⟨

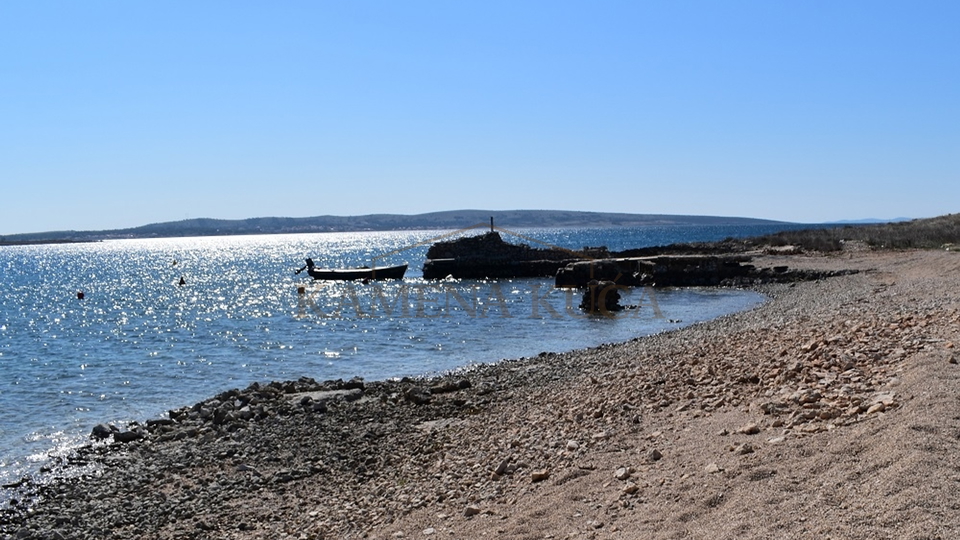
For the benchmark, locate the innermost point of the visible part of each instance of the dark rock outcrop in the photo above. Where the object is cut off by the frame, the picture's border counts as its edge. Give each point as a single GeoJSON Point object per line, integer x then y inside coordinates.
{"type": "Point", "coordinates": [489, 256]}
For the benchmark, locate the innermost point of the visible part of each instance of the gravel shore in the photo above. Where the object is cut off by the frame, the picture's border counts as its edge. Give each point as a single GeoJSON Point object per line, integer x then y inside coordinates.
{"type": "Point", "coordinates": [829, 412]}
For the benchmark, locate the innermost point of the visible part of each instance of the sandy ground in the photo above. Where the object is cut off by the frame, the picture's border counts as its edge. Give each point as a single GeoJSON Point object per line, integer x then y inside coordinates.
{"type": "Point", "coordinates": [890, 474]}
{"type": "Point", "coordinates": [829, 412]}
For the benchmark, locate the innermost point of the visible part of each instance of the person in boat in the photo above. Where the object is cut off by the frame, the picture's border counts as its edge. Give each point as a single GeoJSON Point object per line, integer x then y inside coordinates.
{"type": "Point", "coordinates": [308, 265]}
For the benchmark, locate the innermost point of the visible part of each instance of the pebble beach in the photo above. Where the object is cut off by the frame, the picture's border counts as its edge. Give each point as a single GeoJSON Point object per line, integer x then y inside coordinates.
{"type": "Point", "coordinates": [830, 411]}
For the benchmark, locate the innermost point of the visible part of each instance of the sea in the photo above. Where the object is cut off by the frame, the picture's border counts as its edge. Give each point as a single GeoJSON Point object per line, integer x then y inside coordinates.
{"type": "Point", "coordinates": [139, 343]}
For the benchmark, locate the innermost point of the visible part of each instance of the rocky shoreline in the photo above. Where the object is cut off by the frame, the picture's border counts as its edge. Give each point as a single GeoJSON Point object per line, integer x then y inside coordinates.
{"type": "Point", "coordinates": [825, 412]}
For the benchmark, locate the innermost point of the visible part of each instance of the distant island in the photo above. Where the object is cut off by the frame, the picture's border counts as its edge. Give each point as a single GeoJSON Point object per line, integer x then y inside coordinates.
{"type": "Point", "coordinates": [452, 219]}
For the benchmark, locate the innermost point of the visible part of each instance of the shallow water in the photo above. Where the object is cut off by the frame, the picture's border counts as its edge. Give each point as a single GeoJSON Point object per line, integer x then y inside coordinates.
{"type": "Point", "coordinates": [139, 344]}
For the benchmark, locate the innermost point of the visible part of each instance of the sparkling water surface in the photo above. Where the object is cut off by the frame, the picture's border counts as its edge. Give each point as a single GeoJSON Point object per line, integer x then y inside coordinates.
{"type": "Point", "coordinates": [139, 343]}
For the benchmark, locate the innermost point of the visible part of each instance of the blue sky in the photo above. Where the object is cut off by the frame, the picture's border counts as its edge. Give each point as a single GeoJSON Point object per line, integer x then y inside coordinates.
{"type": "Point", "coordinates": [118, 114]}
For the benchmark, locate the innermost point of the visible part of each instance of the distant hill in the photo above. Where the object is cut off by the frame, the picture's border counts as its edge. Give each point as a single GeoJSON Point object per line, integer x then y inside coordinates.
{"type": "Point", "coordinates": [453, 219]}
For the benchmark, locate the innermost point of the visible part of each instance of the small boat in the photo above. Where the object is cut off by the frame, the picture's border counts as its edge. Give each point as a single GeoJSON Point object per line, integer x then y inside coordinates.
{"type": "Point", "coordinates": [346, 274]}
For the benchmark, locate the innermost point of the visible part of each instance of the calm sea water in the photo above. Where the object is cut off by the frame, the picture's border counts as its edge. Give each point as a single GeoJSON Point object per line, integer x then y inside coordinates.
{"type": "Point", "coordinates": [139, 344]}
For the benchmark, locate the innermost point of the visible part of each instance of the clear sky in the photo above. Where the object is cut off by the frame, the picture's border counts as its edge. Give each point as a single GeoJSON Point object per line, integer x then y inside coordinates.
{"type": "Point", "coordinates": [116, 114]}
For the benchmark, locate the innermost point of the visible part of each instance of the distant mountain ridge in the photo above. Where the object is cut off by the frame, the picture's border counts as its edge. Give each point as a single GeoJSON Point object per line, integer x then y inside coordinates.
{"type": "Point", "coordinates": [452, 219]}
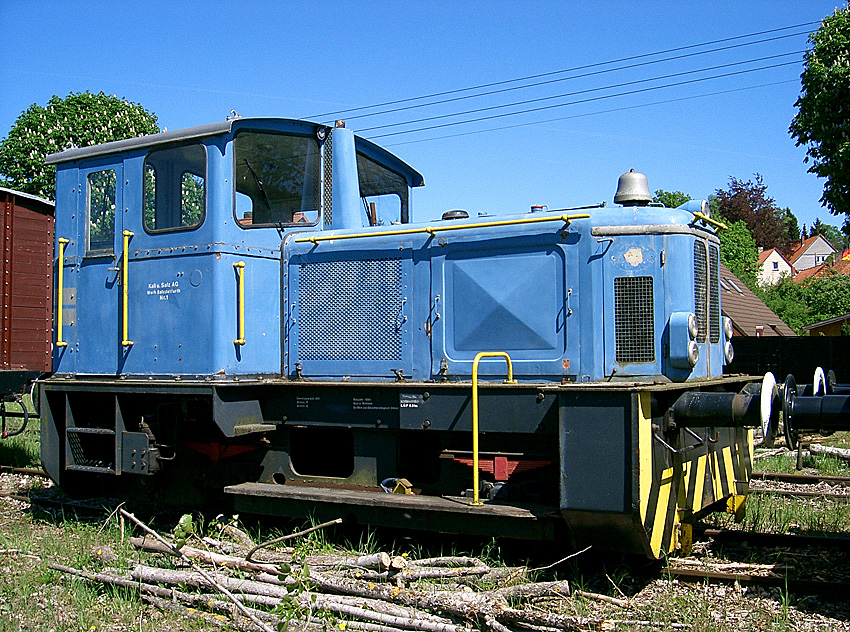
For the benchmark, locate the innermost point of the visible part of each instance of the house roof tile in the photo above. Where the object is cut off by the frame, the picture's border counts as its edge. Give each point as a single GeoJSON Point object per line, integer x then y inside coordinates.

⟩

** WHAT IS EXPECTED **
Please turn all the rows above into a numbered list, skipping blank lines and leaving the pictures out.

** COMPLETE ANSWER **
1. For the benchmark, locate the innermost point of the visible part of each instance of the dark rock outcrop in the photo above. Where the object is cut off by the frame, the picture's border counts as its edge. Give each point as a single GeoJSON Point object per line, integer x then y inside coordinates.
2. {"type": "Point", "coordinates": [489, 256]}
3. For the benchmark, locate the innermost point of the visible part of each instance of the gravel shore in the photo above. Where the object is cut off by the frame, the picture's border counts as its edge. Give each point as a single GeoJSON Point object per line, integer x then y inside coordinates.
4. {"type": "Point", "coordinates": [829, 412]}
5. For the benchmark, locate the innermost point of the visible part of each instance of the sandy ground in the photo above. Where the object is cut off by the frame, the picture's border counts as its edge. Give each point as a single GeoJSON Point object per line, integer x then y inside coordinates.
6. {"type": "Point", "coordinates": [890, 474]}
7. {"type": "Point", "coordinates": [829, 412]}
8. For the benchmark, locate the innermost point of the visible part of each instance of the person in boat in the photo above. Where the object is cut off by the frame, the picture's border counts as its edge. Give each point as a single GeoJSON Point object per line, integer x then y inside coordinates.
9. {"type": "Point", "coordinates": [308, 265]}
10. For the benchmark, locate the innermost point of the visible part of each instance of the pebble beach in the photo above. Where the object is cut off by the frame, the picture's border counts as its edge. Give each point as a single GeoJSON Point object per line, integer x then y inside coordinates.
11. {"type": "Point", "coordinates": [830, 411]}
12. For the benchmark, locate the innermost point of the visible part of each instance of the sea in the photo above. Where the object is cut off by the frame, the picture's border counts as its edge. Give each point as a single GeoJSON Point object per line, integer x then y inside coordinates.
13. {"type": "Point", "coordinates": [139, 343]}
14. For the benchmark, locate the innermost point of the visible part of each instance of the rocky shoreline in the photo above. Where the object is cut off by the frame, the picture's border counts as its edge. Give each point as a single GeoJSON Point object per line, integer x then y inside coordinates.
15. {"type": "Point", "coordinates": [825, 412]}
16. For the benchmark, locate the innermost point of the visible part of each instance of the distant island in the photo above. Where the object is cut off by the frame, the picture's border counts as its edge. Give each point as a single GeoJSON Point object per line, integer x then y inside coordinates.
17. {"type": "Point", "coordinates": [452, 219]}
18. For the benchmark, locate the innermost point of the visible part of each instance of the shallow water in the photo above. Where the object is cut off by the frame, the picture's border counts as its edge. Give each point as a single GeoJSON Point object per line, integer x then y inside coordinates.
19. {"type": "Point", "coordinates": [139, 344]}
20. For the benchmark, locate the innermost point of the visible part of each instance of the sparkling water surface in the photo above. Where the object is cut off by the frame, the picture's border counts as its edge. Give each point as a single GeoJSON Point object per line, integer x then y inside coordinates.
21. {"type": "Point", "coordinates": [139, 343]}
22. For the benchmark, locate the innermost point of the visible part of each instance of the blue sky in the photo above. Where the object is cut off by the frame, the picture's border counts as its edge. Give each point as a single GeoJSON Point object per line, integer x then y inside coordinates.
23. {"type": "Point", "coordinates": [118, 114]}
24. For the benchmark, locate the innermost point of the visible part of each instance of the distant hill in the photo above. Where the object is cut off by the frame, the picture's border counts as its edge. Give each point as a single GeoJSON Point object per line, integer x then y inside coordinates.
25. {"type": "Point", "coordinates": [453, 219]}
26. For the benchmark, locate the innermost point of the visible part of each instance of the small boat in the photo above. Where the object is cut off by the frame, the picture's border counts as its edge. Give each point as a single GeoJSON Point object per line, integer x then y inside coordinates.
27. {"type": "Point", "coordinates": [346, 274]}
28. For the benchmark, locate the innermost point of the visible part of each instance of the calm sea water in the photo above. Where the object is cut off by the frame, the picture's border counts as its edge. Give each point as a single GeoJSON Point object per line, integer x then y inside coordinates.
29. {"type": "Point", "coordinates": [139, 344]}
30. For the benchmark, locate the innermost point of the visible part of each instance of the clear sky in the photo above. Where the object is cut off by the frame, the picture's border counts as its edge. Give each point as a single GeoJSON Point object per line, integer x then y inside coordinates.
31. {"type": "Point", "coordinates": [116, 114]}
32. For the benchmark, locate the innermost point of the visible part of each instance of the distant mountain ridge in the photo above. Where the object is cut off by the frame, the picture's border counts as its edge. Give each point as a single GeoJSON Point object per line, integer x then y inside coordinates.
33. {"type": "Point", "coordinates": [452, 219]}
34. For the benchmark, locate the innermost point of the visible part of each instance of the house roof tile in the photo above. Where the object is cut off by the frame, the picture's border counts as its edge. Give each point as a single GeoJSON Point object per line, integer x then y inside coordinates.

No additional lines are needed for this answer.